TEXTO DO EXERCÍCIO –

☆ ☆ ☆ ☆ ☆ ☆ ☆

Alguns países já haviam começado a dividir as populações em grupos e estabelecer uma ordem de vacinação entre eles. No Brasil, o Ministério da Saúde tinha apenas adiantado que o objetivo da vacinação no país será contribuir para a redução da mortalidade e da mortalidade pela covid-19, bem como o controle de transmissão da doença.

O Plano Nacional de Imunizações do Brasil é referência mundial na vacinação. O país possui um exército de 114.000 pessoas aptas a aplicar vacinas distribuídas em 38.000 salas de vacinação, segundo o Ministério da Saúde. Mas as poucas informações publicizadas até agora e a guerra ideológica protagonizada pelo presidente Bolsonaro sobre a corrida por uma vacina já vinham preocupando especialistas. O receio de que a população futuramente rejeite a vacina do laboratório chinês Sinovac, adquirida por São Paulo, levou o Governo estadual a iniciar nesta terça (1º) uma campanha de TV para promover o Instituto Butantan, que atua no desenvolvimento do imunizante.

Ex-diretor do Departamento de Imunizações e Doenças Transmissíveis do Ministério da Saúde e pesquisador da Fiocruz, Julio Croda, defende a necessidade de dar mais transparência à construção do futuro plano de vacinação, tanto para ampliar o debate sobre as estratégias com a sociedade quanto para começar um processo de comunicação à população e evitar que usuários se aglomerem em postos e pressionem pela vacina quando não haverá disponibilidade para todos em um primeiro momento. Croda não vê problemas que o plano seja ajustado nas próximas semanas e que uma versão final seja apresentada oficialmente apenas após o registro das vacinas. “Se não comunica, poderá haver pressões internas e individuais da população querendo se vacinar de qualquer jeito. Esta é uma doença que todos temem, que já matou bastante gente.”

☆ ☆ ☆ ☆ ☆ ☆ ☆

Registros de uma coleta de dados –
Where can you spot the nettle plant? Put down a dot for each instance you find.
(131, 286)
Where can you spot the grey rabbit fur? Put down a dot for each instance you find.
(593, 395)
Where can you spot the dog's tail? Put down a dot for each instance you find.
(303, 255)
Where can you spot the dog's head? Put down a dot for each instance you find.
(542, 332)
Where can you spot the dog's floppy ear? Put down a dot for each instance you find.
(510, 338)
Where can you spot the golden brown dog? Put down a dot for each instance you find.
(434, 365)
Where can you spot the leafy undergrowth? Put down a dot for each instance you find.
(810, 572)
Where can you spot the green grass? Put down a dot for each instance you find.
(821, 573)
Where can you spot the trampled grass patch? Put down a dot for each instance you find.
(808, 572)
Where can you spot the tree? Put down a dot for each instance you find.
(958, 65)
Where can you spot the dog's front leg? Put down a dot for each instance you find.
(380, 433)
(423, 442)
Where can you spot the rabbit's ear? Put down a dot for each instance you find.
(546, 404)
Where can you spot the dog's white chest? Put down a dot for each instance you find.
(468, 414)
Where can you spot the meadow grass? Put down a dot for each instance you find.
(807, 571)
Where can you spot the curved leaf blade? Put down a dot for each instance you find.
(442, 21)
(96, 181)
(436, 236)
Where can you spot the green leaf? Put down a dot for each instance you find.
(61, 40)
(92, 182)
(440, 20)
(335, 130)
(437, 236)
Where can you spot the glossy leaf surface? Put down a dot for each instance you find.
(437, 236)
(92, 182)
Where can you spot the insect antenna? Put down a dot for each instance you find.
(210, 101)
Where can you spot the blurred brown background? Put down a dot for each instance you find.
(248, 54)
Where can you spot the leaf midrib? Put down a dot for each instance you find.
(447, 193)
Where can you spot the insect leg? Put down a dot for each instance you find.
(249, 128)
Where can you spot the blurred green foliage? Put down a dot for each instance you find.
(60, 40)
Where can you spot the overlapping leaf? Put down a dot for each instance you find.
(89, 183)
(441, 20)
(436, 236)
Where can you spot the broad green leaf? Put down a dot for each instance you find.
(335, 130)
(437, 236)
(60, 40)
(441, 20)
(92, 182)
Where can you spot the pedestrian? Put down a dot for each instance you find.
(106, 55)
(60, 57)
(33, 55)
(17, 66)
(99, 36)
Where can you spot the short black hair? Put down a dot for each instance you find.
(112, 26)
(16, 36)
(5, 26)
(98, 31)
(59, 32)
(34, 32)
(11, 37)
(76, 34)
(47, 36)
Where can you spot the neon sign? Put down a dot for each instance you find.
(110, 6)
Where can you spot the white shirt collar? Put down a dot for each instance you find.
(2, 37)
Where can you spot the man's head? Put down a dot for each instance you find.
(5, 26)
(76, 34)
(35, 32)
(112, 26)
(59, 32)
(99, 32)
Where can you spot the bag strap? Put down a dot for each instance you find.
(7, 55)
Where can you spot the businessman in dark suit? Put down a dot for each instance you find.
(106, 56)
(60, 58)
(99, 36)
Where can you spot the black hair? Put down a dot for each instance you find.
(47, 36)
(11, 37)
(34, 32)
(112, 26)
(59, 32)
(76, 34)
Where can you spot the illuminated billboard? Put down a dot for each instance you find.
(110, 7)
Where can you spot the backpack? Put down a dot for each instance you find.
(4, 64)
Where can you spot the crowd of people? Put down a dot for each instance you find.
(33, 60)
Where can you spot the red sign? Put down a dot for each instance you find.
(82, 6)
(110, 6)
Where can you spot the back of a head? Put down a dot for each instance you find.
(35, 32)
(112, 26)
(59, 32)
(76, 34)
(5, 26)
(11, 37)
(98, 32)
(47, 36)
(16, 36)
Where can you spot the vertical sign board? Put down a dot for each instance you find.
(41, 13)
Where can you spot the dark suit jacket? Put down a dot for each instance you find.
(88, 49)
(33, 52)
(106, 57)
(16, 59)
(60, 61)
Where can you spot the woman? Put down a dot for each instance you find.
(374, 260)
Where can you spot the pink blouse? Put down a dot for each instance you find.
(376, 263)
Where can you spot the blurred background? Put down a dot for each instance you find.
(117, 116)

☆ ☆ ☆ ☆ ☆ ☆ ☆

INSTRUÇÃO DE TRABALHO A –
Transcreva o trecho do texto sobre a vacinação contra a covid-19 no Brasil que começa em "O Plano Nacional" e segue até "desenvolvimento do imunizante.".
INSTRUÇÃO DE TRABALHO B –
Dê continuidade ao texto sobre a vacinação contra a covid-19 no Brasil a partir do ponto em que ele termina.

RESPOSTA DO EXERCÍCIO A –
O Plano Nacional de Imunizações do Brasil é referência mundial na vacinação. O país possui um exército de 114.000 pessoas aptas a aplicar vacinas distribuídas em 38.000 salas de vacinação, segundo o Ministério da Saúde. Mas as poucas informações publicizadas até agora e a guerra ideológica protagonizada pelo presidente Bolsonaro sobre a corrida por uma vacina já vinham preocupando especialistas. O receio de que a população futuramente rejeite a vacina do laboratório chinês Sinovac, adquirida por São Paulo, levou o Governo estadual a iniciar nesta terça (1º) uma campanha de TV para promover o Instituto Butantan, que atua no desenvolvimento do imunizante.

RESPOSTA DO EXERCÍCIO B –
Uma questão sensível que ainda permeia as decisões sobre a estratégia nacional é quais vacinas são consideradas para serem incluídas na distribuição nacional. Vacinas da Moderna e da Pfizer já pediram registro nos Estados Unidos e podem tê-lo aprovado já em algumas semanas. Não há boa perspectiva para o Brasil adotá-las pelas dificuldades de logística que exigem e também pela ausência até agora de acordos de reserva de compra. O Brasil já tem um acordo para a transferência de tecnologia da vacina da AstraZeneca e participa de um consórcio global para ter prioridade na aquisição de outras nove vacinas, o Covax Facility. Alguns Estados já realizaram seus próprios acordos de aquisição de vacinas, como por exemplo São Paulo com a Coronavac e a Bahia com a Sputinik V.

“Se a vacina tiver à disposição do Estado de São Paulo antes do Governo Federal, como vai acontecer isso? A vacina do Butantan vai ter seus resultados parciais em breve. Se forem positivos, pode pedir o registro. Sem um plano nacional, São Paulo fará o seu próprio?”, questiona Croda. Por enquanto, o Governo de São Paulo não diz se trabalha com um plano próprio ou se esperará as diretrizes do Governo Federal. Afirma apenas que trabalha nas estratégias de vacinação e que elas serão divulgadas no momento oportuno. Mas o Governo do Piauí já anunciou nesta terça-feira que tem um plano estadual. O receio é que a falta de coordenação nacional que já prejudicou o enfrentamento da pandemia se estenda à estratégia de vacinação. “Sem coordenação, pode gerar muito tumulto na busca pela vacina e dessa forma faltar vacina pra quem precisa”, alerta Croda.